● **Brief**: Leaving out every image, restate all the records word for word.

● **Data shown**:
####################

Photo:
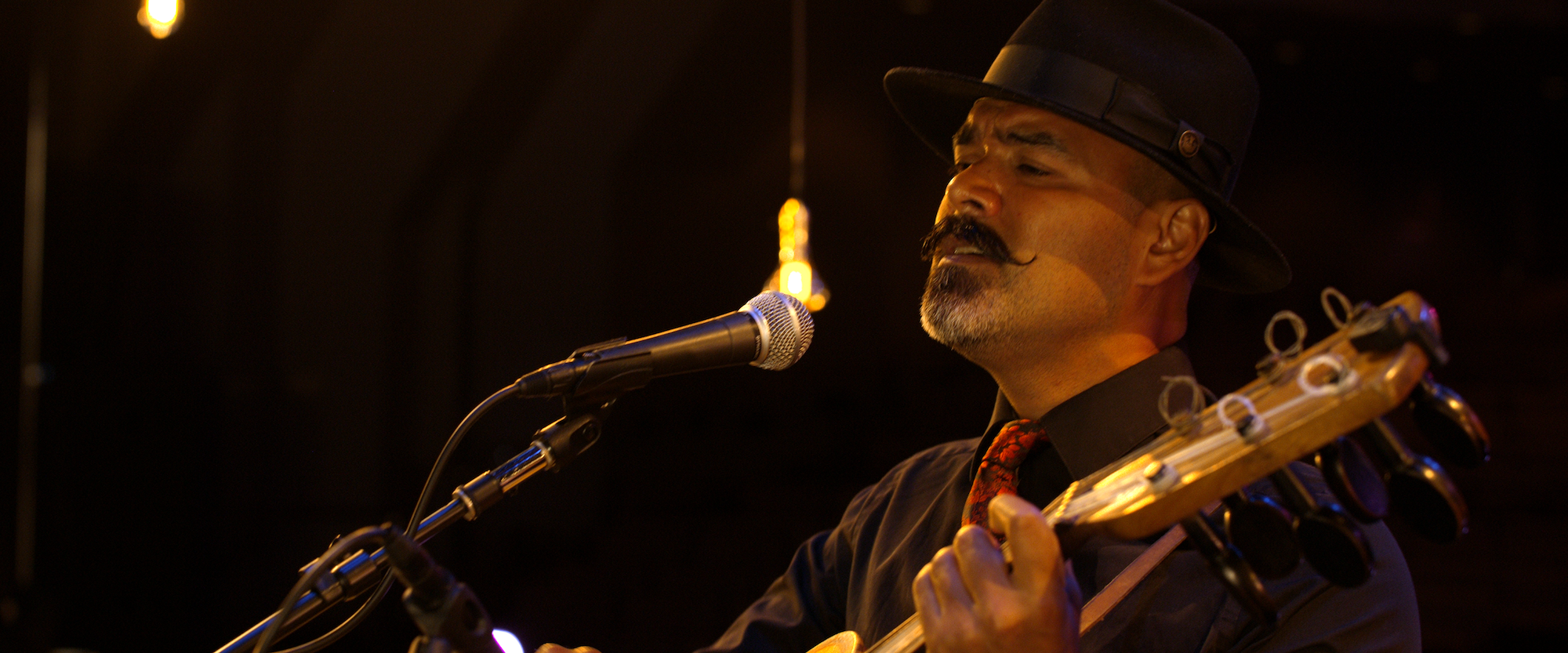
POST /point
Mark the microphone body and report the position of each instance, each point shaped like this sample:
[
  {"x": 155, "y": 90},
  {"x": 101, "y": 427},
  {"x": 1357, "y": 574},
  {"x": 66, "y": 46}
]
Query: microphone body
[{"x": 771, "y": 332}]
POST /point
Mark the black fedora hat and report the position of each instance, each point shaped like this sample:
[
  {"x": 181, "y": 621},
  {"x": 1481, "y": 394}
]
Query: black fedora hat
[{"x": 1144, "y": 73}]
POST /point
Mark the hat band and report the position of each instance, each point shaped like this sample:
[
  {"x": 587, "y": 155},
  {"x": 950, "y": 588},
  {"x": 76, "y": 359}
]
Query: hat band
[{"x": 1106, "y": 96}]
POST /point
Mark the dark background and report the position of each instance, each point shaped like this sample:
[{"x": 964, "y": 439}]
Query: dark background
[{"x": 291, "y": 245}]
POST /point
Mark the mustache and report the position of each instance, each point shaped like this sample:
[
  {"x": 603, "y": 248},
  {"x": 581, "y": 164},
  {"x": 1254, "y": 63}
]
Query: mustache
[{"x": 973, "y": 233}]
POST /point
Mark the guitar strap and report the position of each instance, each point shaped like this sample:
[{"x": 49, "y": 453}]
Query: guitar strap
[{"x": 1119, "y": 587}]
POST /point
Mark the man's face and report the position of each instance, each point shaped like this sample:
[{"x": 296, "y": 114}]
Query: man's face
[{"x": 1054, "y": 192}]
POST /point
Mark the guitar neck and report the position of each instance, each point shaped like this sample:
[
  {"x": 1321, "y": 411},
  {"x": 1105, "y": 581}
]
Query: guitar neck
[{"x": 907, "y": 637}]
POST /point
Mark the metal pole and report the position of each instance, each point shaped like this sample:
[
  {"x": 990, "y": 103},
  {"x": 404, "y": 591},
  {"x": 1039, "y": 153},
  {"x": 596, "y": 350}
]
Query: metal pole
[{"x": 32, "y": 321}]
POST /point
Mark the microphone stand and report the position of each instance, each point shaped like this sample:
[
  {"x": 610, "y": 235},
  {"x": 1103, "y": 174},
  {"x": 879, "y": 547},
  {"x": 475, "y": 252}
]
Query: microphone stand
[
  {"x": 445, "y": 609},
  {"x": 553, "y": 448}
]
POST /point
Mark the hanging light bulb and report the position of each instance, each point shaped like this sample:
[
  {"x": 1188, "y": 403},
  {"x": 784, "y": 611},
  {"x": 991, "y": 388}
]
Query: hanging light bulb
[
  {"x": 796, "y": 275},
  {"x": 161, "y": 16}
]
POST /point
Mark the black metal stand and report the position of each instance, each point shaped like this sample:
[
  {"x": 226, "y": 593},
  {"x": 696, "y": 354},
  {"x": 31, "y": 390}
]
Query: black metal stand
[
  {"x": 445, "y": 609},
  {"x": 553, "y": 448}
]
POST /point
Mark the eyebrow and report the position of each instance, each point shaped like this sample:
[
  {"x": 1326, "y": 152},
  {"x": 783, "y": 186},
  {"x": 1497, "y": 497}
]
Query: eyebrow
[{"x": 1047, "y": 140}]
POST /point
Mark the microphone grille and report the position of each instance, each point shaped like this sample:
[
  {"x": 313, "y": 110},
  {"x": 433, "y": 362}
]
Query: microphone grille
[{"x": 785, "y": 328}]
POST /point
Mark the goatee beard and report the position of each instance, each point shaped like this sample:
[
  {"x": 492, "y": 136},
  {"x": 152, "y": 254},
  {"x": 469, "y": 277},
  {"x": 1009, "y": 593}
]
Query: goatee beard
[{"x": 953, "y": 308}]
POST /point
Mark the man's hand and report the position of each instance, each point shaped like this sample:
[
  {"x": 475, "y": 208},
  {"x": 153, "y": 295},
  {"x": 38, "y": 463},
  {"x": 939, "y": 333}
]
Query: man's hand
[
  {"x": 561, "y": 648},
  {"x": 970, "y": 601}
]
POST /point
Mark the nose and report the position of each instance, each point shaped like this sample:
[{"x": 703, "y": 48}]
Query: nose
[{"x": 975, "y": 189}]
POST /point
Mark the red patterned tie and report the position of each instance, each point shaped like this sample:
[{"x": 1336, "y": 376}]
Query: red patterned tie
[{"x": 998, "y": 471}]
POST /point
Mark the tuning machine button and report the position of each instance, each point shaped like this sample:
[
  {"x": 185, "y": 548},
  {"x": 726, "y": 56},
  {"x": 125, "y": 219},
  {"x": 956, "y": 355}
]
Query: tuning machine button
[
  {"x": 1450, "y": 424},
  {"x": 1263, "y": 532},
  {"x": 1233, "y": 570},
  {"x": 1420, "y": 492},
  {"x": 1354, "y": 479},
  {"x": 1330, "y": 539}
]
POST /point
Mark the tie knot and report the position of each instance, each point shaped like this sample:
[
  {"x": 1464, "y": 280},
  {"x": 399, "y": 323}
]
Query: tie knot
[
  {"x": 998, "y": 473},
  {"x": 1020, "y": 427}
]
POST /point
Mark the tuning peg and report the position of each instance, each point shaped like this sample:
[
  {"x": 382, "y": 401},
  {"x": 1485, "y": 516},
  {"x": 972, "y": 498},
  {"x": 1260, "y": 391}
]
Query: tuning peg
[
  {"x": 1330, "y": 540},
  {"x": 1450, "y": 424},
  {"x": 1354, "y": 479},
  {"x": 1420, "y": 492},
  {"x": 1261, "y": 531},
  {"x": 1233, "y": 570}
]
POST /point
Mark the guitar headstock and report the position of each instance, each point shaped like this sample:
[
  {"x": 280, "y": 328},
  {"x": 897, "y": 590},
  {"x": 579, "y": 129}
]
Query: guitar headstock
[{"x": 1302, "y": 407}]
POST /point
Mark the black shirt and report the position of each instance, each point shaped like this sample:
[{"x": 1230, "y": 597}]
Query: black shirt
[{"x": 858, "y": 575}]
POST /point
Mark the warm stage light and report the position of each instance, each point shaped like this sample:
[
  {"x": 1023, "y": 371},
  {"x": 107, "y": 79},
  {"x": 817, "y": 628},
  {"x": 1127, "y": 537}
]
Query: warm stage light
[
  {"x": 796, "y": 275},
  {"x": 161, "y": 16}
]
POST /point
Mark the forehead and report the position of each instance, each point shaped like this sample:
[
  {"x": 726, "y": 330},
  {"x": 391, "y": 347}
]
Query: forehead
[{"x": 1039, "y": 128}]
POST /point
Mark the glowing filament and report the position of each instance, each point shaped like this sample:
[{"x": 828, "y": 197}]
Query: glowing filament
[
  {"x": 794, "y": 275},
  {"x": 161, "y": 16}
]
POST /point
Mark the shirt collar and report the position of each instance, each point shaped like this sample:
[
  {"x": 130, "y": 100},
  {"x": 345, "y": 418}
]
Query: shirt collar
[{"x": 1106, "y": 421}]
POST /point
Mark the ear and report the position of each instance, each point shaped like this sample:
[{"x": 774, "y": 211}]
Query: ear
[{"x": 1178, "y": 230}]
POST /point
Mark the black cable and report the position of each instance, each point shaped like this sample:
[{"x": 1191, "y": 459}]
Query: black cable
[
  {"x": 413, "y": 524},
  {"x": 322, "y": 565}
]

####################

● **Reply**:
Photo:
POST /point
Mark the microphone body and report the position of each instance, each point shaped like this sample:
[
  {"x": 155, "y": 90},
  {"x": 101, "y": 427},
  {"x": 1357, "y": 574},
  {"x": 66, "y": 46}
]
Query: microphone body
[{"x": 771, "y": 332}]
POST /point
Mark the black fedora hat and report the position of each instance, each point shaped like this sample:
[
  {"x": 181, "y": 621},
  {"x": 1481, "y": 394}
]
Query: black fedora hat
[{"x": 1144, "y": 73}]
POST /point
Mark the hat band and report the position of each instance, each point shaped like this sample:
[
  {"x": 587, "y": 155},
  {"x": 950, "y": 588},
  {"x": 76, "y": 359}
]
Query: hat band
[{"x": 1106, "y": 96}]
POST /point
Mark the dark background and report the position of each instance, each point shaped like this sample:
[{"x": 964, "y": 439}]
Query: dark background
[{"x": 291, "y": 245}]
POST /point
Mark the mustache and report the position of each instance, each point shaped like this sample:
[
  {"x": 603, "y": 248},
  {"x": 581, "y": 164},
  {"x": 1254, "y": 63}
]
Query: mustache
[{"x": 973, "y": 233}]
POST /point
Mark the guitar strap and report the position of each instance, each point shaped like this sample:
[{"x": 49, "y": 453}]
Query: guitar strap
[{"x": 1119, "y": 587}]
POST /point
Mark the man's face and report the position of each instance, each point shaped like this sample:
[{"x": 296, "y": 114}]
Query: man's face
[{"x": 1054, "y": 192}]
POST /point
Mark the guitar neck and report the position of each instance, each point shaped like this sample:
[
  {"x": 1321, "y": 411},
  {"x": 1105, "y": 581}
]
Query: guitar neck
[{"x": 907, "y": 637}]
POST /point
Mark the metal pole and report the position of each instance, each point shaped like this sample:
[
  {"x": 990, "y": 103},
  {"x": 404, "y": 591},
  {"x": 1039, "y": 153},
  {"x": 596, "y": 350}
]
Query: metal pole
[{"x": 32, "y": 321}]
POST /point
Mark the microphone stand and report the position of each instance, each point shaped like this sample:
[
  {"x": 610, "y": 235},
  {"x": 1103, "y": 174},
  {"x": 879, "y": 547},
  {"x": 475, "y": 252}
]
Query: microphone stand
[
  {"x": 445, "y": 609},
  {"x": 553, "y": 448}
]
POST /point
Mark the hanging light bulb and report the position of each instance, each point shaped like this sample:
[
  {"x": 1188, "y": 403},
  {"x": 784, "y": 611},
  {"x": 991, "y": 388}
]
Query: hanging light bulb
[
  {"x": 796, "y": 275},
  {"x": 161, "y": 16}
]
POST /point
Mark the black metal stand and report the position of each instance, each point shaped like this sample:
[
  {"x": 226, "y": 593},
  {"x": 696, "y": 354},
  {"x": 31, "y": 390}
]
Query: black metal stand
[
  {"x": 445, "y": 609},
  {"x": 553, "y": 448}
]
POST /point
Mark the eyebrow and report the position of each instance, each point shaped like this sample:
[
  {"x": 1326, "y": 152},
  {"x": 783, "y": 186},
  {"x": 1497, "y": 497}
]
Query: eyebrow
[{"x": 1047, "y": 140}]
POST /point
Mark the microphone grille and report the position of each instance, each point shaped like this sample:
[
  {"x": 313, "y": 110},
  {"x": 433, "y": 362}
]
Query: microphone grille
[{"x": 785, "y": 328}]
POST /point
Mark the goatee beard and report the position of each instance, each point shaped like this sample:
[
  {"x": 492, "y": 136},
  {"x": 152, "y": 254},
  {"x": 469, "y": 277},
  {"x": 1009, "y": 593}
]
Query: goatee beard
[{"x": 953, "y": 308}]
POST /point
Mark the man's hand and report the position of each instance, each point shaped like this sample:
[
  {"x": 475, "y": 208},
  {"x": 153, "y": 295},
  {"x": 38, "y": 463},
  {"x": 939, "y": 333}
]
Query: man's hand
[
  {"x": 561, "y": 648},
  {"x": 970, "y": 601}
]
POST /point
Mark the nose and report the position of each instance, each point shaped like this sample:
[{"x": 703, "y": 48}]
Query: nose
[{"x": 975, "y": 189}]
POST /point
Mark the red patterned tie and report the position of each instance, each point shaped like this sample:
[{"x": 1336, "y": 376}]
Query: red patterned tie
[{"x": 998, "y": 471}]
POST /point
Mark the tuning machine button and report the position of each instance, each point shaped like this sample:
[
  {"x": 185, "y": 548},
  {"x": 726, "y": 56},
  {"x": 125, "y": 219},
  {"x": 956, "y": 355}
]
Query: tuning machine button
[
  {"x": 1450, "y": 424},
  {"x": 1263, "y": 532},
  {"x": 1233, "y": 570},
  {"x": 1420, "y": 492},
  {"x": 1354, "y": 479},
  {"x": 1330, "y": 539}
]
POST /point
Mark the tie knot and report the position of each instance, each point shaped like this sample:
[
  {"x": 1464, "y": 280},
  {"x": 399, "y": 323}
]
Query: tie knot
[
  {"x": 998, "y": 473},
  {"x": 1020, "y": 427}
]
POST /point
Mark the tuning peg and report the position of each instance, each point shaped like this sample:
[
  {"x": 382, "y": 401},
  {"x": 1485, "y": 516},
  {"x": 972, "y": 498},
  {"x": 1260, "y": 391}
]
Query: tuning peg
[
  {"x": 1330, "y": 540},
  {"x": 1450, "y": 424},
  {"x": 1354, "y": 479},
  {"x": 1420, "y": 492},
  {"x": 1261, "y": 531},
  {"x": 1233, "y": 570}
]
POST /point
Mark the guitar headstock and report the position of each instance, each point shaped like this sample:
[
  {"x": 280, "y": 328},
  {"x": 897, "y": 590},
  {"x": 579, "y": 129}
]
Query: guitar headstock
[{"x": 1302, "y": 407}]
POST /point
Mark the black shirt and report the position of each instance, each point shaped like this sample:
[{"x": 1230, "y": 597}]
Query: black shirt
[{"x": 858, "y": 575}]
POST /point
Mark the warm stage light and report the position of each instance, each point shaped like this sample:
[
  {"x": 1023, "y": 371},
  {"x": 107, "y": 79},
  {"x": 817, "y": 628},
  {"x": 1127, "y": 537}
]
Query: warm stage light
[
  {"x": 796, "y": 275},
  {"x": 161, "y": 16}
]
POST /point
Mark the forehead and report the position of each instance, each point shaped like this sample:
[
  {"x": 726, "y": 330},
  {"x": 391, "y": 347}
]
Query: forehead
[{"x": 1039, "y": 128}]
POST /point
Mark the glowing filament and report the position of each instance, each point shaped like this sample:
[{"x": 828, "y": 197}]
Query: glowing filament
[
  {"x": 794, "y": 275},
  {"x": 161, "y": 16}
]
POST /point
Mark the shirt collar and report the position of each instance, each point shaped like this sample:
[
  {"x": 130, "y": 100},
  {"x": 345, "y": 418}
]
Query: shirt collar
[{"x": 1106, "y": 421}]
POST /point
Mark the ear and report the position of each instance, each point shaped like this sample:
[{"x": 774, "y": 211}]
Query: ear
[{"x": 1178, "y": 230}]
POST /point
Mark the black cable and report the position of each instance, each point shaped like this sample:
[{"x": 1191, "y": 459}]
Query: black cable
[
  {"x": 413, "y": 524},
  {"x": 322, "y": 565}
]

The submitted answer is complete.